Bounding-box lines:
------------

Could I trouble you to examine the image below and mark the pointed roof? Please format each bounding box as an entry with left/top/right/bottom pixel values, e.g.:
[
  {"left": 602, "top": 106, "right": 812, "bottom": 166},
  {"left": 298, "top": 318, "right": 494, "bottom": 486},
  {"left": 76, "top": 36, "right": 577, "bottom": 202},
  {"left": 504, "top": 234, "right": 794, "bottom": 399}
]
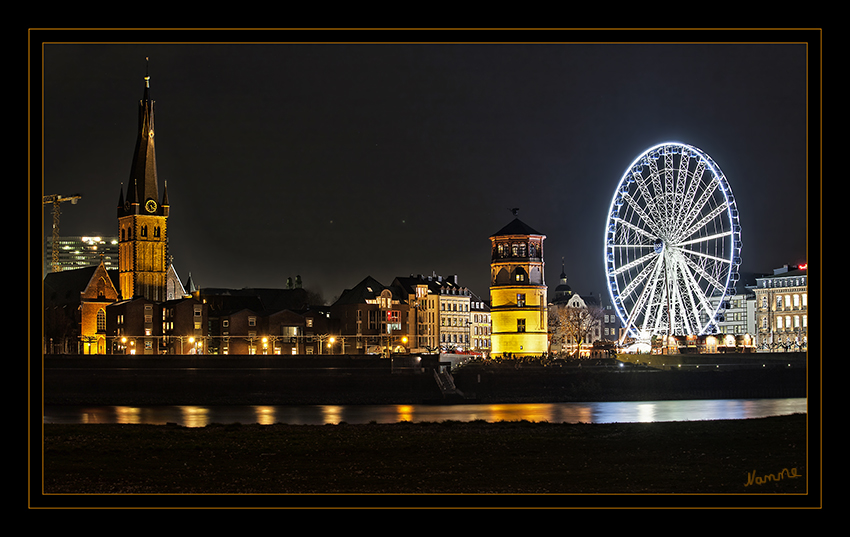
[
  {"left": 333, "top": 276, "right": 406, "bottom": 306},
  {"left": 44, "top": 263, "right": 118, "bottom": 305},
  {"left": 126, "top": 60, "right": 159, "bottom": 214},
  {"left": 491, "top": 218, "right": 544, "bottom": 237}
]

------------

- **TASK TO COMPLETE**
Update the lines above by replacing "pointed roof" with "church steeple" and keeping everything else the same. Leave the pictures out of your answer.

- **TASK RESPONSE**
Could I trouble you to examine the image below and mark the church steeple? Please format each bounding box as an entry with left/top/right/bottom pixel values, e.g.:
[
  {"left": 602, "top": 106, "right": 812, "bottom": 166},
  {"left": 298, "top": 318, "right": 494, "bottom": 486},
  {"left": 76, "top": 36, "right": 577, "bottom": 202},
  {"left": 504, "top": 234, "right": 794, "bottom": 399}
]
[
  {"left": 333, "top": 276, "right": 406, "bottom": 306},
  {"left": 44, "top": 263, "right": 118, "bottom": 305},
  {"left": 126, "top": 60, "right": 159, "bottom": 214},
  {"left": 491, "top": 218, "right": 544, "bottom": 237}
]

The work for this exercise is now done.